- [GIVEN INSTRUCTION]: What is needed here is an exact copy of every entry.

Position annotation records:
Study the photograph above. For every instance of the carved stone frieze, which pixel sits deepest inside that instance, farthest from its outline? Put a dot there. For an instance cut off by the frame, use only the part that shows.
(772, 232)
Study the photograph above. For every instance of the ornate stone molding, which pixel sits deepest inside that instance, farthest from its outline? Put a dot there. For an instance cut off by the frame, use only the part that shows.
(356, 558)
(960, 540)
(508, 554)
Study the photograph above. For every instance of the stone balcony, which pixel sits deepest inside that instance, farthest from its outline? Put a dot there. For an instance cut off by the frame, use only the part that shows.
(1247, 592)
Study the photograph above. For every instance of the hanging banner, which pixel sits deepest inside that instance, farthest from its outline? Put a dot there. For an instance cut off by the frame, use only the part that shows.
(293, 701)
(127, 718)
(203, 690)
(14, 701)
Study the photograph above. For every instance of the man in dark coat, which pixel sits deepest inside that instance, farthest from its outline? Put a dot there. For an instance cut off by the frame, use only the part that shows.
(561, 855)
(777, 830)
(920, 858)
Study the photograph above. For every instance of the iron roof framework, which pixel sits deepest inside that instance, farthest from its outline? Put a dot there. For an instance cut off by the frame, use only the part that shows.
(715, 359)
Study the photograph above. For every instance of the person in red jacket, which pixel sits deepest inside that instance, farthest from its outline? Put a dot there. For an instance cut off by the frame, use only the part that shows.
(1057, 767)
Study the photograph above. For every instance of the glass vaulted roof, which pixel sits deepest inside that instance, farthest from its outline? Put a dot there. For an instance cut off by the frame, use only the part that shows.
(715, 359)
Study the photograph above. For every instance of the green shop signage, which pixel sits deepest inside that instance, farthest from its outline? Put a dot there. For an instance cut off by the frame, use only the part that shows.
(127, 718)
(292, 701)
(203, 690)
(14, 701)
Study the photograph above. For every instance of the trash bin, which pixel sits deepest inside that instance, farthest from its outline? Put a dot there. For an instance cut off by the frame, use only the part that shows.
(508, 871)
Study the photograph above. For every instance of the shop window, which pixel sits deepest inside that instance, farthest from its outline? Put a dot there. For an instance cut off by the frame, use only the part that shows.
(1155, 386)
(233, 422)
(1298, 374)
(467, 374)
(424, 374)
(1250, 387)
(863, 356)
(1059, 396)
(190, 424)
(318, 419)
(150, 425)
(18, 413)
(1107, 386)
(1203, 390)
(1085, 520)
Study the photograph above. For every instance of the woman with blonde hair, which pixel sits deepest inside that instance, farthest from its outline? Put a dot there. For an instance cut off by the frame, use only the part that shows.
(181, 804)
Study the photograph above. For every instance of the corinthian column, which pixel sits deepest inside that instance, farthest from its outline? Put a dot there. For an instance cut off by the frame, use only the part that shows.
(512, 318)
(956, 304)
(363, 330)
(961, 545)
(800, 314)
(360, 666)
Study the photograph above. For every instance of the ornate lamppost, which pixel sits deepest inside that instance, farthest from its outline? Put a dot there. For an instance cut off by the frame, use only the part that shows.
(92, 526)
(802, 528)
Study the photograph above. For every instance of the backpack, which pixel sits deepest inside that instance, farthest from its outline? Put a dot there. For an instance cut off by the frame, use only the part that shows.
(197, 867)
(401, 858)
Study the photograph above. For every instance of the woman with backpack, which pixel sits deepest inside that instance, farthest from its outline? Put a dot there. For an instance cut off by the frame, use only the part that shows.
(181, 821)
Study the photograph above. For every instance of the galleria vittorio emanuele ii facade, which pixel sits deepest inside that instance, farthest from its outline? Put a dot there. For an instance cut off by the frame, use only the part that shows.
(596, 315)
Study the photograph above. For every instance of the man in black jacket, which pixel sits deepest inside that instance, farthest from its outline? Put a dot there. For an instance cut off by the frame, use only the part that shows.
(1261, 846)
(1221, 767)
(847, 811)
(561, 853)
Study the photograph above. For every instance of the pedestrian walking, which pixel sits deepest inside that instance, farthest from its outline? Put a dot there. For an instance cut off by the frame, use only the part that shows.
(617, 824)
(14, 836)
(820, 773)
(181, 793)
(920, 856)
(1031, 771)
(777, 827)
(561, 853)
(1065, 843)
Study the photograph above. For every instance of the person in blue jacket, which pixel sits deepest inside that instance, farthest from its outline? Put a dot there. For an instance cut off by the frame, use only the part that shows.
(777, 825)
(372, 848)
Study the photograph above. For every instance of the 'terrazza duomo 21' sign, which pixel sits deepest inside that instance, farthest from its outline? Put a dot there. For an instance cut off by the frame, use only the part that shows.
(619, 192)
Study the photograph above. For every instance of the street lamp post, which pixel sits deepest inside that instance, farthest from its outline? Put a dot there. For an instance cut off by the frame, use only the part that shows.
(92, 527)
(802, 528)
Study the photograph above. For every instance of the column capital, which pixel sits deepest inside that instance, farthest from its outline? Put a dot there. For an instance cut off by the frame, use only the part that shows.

- [REPLY TO THE TASK]:
Study the photograph above. For every instance of the carved stone frieze, which pixel sits deepest inside that instance, farthest from its outline? Put a dot there. For an instance cut off by the frame, use only the part that shows.
(772, 232)
Study the photograph above. For every instance of the ornate stone molding, which pixel sits deepest inside that instance, farthest from its outline? Put a dot there. For an instance cut off by the frame, use only the part that shows.
(356, 558)
(960, 540)
(508, 554)
Study the photograph above. For every instance of the stone balcony, which pixel sits deepest inside that instance, farthest from its outline? Put a dot there. For an instance cut off by the frame, use only the part that shows.
(1247, 592)
Study the photograph above. For every instance of the hanging banner, which pixel sits deepest inside that instance, farthest from its outline? Put a dot there. For an instance cut off by the frame, use only the part that shows.
(293, 701)
(127, 718)
(203, 690)
(14, 701)
Study the photograph above. For every instance of the man in dark coat, which pixel sits deepest inside that instance, farthest from its outline? Put a dot there. For an instance cut off by the frame, use only the part that shows.
(561, 855)
(777, 830)
(920, 858)
Study the photograph above. For every instance of the iron roof framework, which pixel sits deepest inside that instance, farthest from its outline? Put a dot there. For an instance cut off by the frame, use only the part that shows.
(715, 359)
Study the photograph above. For every instance of the person in red jacket, which pixel sits deepest inside that instance, farthest from its outline? Put a dot there. For an instance cut off by the frame, use only the part that shows.
(1057, 767)
Study the photograph above. For every instance of the glass vaulted roof, which pixel sits deepest inside that instance, farthest from its outline? Put a dot there. For an instance cut off by the frame, use only the part that shows.
(715, 359)
Study the photograph above. For every instance of the green shop signage, which pixel sits deepest inside that instance, farthest from its outline? Put a dot there. For an instance cut off by the frame, use only the part that shows.
(127, 718)
(292, 701)
(203, 690)
(14, 701)
Study the photograph above. For every instance of the trash bin, which pixel sits deepest inside that instance, farthest from its outline? Put a dot there. For an instance cut off by the frame, use only the part that shows.
(508, 871)
Study the photograph above. For every instance of the shop window, which pixel sits deepest inside that instance, farthest from its outline? Put a dot there. For an instance cut off by the frame, use only the part that shows.
(1155, 386)
(233, 422)
(1298, 374)
(467, 374)
(424, 374)
(1250, 387)
(863, 356)
(1059, 396)
(190, 424)
(318, 419)
(150, 425)
(18, 413)
(1107, 386)
(1203, 390)
(1085, 520)
Study the photograph above. For every instance of the woman with blonde hair, which pixel sits deepest inside that instance, farthest from its outline? Put a dot there. For an instance cut off by the frame, use only the part that shows.
(181, 804)
Study the photograph above. For every instance of the corinthian column, which pixel sits deepest inside that instance, farthest from its outline? Put a dot there. For an instance cut off by the frame, use only the part that shows.
(512, 318)
(956, 304)
(363, 330)
(961, 545)
(800, 314)
(360, 666)
Study the photograph above. For every instance of the ornate lamppost, which pixel sits deepest inside that instance, farthest from its outline? Put a dot there. For an instance cut off by the frame, use only the part that shows.
(92, 526)
(802, 528)
Study the photograph above. For every instance of the backpack, which pixel sits deepest inside that instance, farthest from its outline? Put a dot there. For an instance cut off by the frame, use only the part that shows.
(197, 867)
(401, 858)
Study the photograph above. For every instance of the woman with backpack, which pixel sits deepest inside that instance, farthest from its outline? Put a dot there. For an instance cut off by the frame, use only the part that shows.
(181, 821)
Study the photograph above. For every instance of the galleria vittorio emanuele ii facade, which pixel sits deepest inside that instance, farthest from its outline? Put a dot there. For an instance cut off by the frame, use only the part that shows.
(596, 315)
Study the photograph above. For every instance of the man in black jacket, which pixel sits deepest inside that instance, farthest from its outline? Put a dot there. For an instance cut off by the frame, use only the part that shows.
(1261, 846)
(1221, 767)
(847, 811)
(561, 853)
Study the photograph above. For every instance of the pedestrian walking, which pixel sits deepest inside that instance, farthest from its outline? Put a dot there. For an instance cut off by the frame, use only the part that shows.
(617, 824)
(14, 836)
(820, 773)
(181, 793)
(920, 856)
(1031, 771)
(777, 827)
(561, 853)
(1065, 843)
Study the photograph above. For every instance of the person in blue jacket, which pixel sits deepest inside that instance, farthest from its outline? Put a dot there. For an instance cut off by the frame, use only the part that shows.
(777, 825)
(372, 848)
Study the photograph above. For every instance of the 'terrazza duomo 21' sign, which pixel sits deepest inside that instance, farthest from its outline? Put a dot there. For an instance cut off by the frame, use only the part that shows.
(619, 192)
Study the photograph above. For every instance of the street lamp post, which pixel sits deepest inside that instance, farthest from its outline? Put a dot there. For an instance cut off by the frame, use only the part that shows.
(92, 527)
(802, 528)
Study the photograph above. For every instance of the column capital, which pixel sits deepest inside that instance, farthest from its outline? Put a dot there. For an instance cut off by the frame, use only the part that shows.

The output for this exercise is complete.